## Directions
Lines from the one containing "Practice. Find the last" to the end of the entries below must be reproduced exactly, with both end lines kept and no other line added.

## Record extracts

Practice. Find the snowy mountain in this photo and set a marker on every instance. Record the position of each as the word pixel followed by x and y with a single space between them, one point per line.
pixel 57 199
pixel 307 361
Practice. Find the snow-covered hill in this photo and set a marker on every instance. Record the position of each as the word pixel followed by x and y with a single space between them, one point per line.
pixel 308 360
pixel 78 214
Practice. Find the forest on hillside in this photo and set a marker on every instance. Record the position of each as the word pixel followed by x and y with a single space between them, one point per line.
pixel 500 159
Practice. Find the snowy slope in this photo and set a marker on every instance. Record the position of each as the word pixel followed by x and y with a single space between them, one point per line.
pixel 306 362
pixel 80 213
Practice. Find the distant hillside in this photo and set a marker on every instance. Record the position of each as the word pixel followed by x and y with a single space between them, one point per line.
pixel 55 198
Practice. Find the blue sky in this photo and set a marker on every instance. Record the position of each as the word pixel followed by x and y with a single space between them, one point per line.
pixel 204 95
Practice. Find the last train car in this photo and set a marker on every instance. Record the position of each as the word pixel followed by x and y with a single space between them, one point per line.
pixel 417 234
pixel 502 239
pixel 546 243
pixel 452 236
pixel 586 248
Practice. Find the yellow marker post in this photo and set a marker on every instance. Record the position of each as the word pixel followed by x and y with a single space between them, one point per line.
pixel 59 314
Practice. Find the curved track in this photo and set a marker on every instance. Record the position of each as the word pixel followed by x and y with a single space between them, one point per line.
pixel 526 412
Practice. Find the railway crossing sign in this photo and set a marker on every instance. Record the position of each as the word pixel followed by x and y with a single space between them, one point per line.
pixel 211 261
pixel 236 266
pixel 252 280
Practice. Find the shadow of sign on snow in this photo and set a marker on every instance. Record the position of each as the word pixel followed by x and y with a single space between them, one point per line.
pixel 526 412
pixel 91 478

## Expected output
Practice. Find the last train car in this photo and set a marker on every instance. Record the position of each as the word pixel followed by x and y with a single space between them, one point per line.
pixel 417 234
pixel 502 239
pixel 546 243
pixel 452 236
pixel 586 248
Practice. Find the yellow marker post in this photo and set a marker on every instance. Record the position of each as the word pixel followed by x and y with a single space between them, one point per line.
pixel 59 314
Practice. Find the curved track in this photo and set a marker on every instance. Record the position of each as the word pixel followed by x and y with a single space between them, one point per line.
pixel 526 412
Practice. Find the railway crossing sign in this photo and set a marker on every instance. Record the position of each as the word pixel followed by x and y with a single space between them, one point per line.
pixel 211 261
pixel 236 266
pixel 252 280
Practice. Find the shadow of sign on snow in this photo and set a marker on every instance. Record the position of each as the word pixel followed by x and y with a single space between them, one point per line.
pixel 526 412
pixel 91 478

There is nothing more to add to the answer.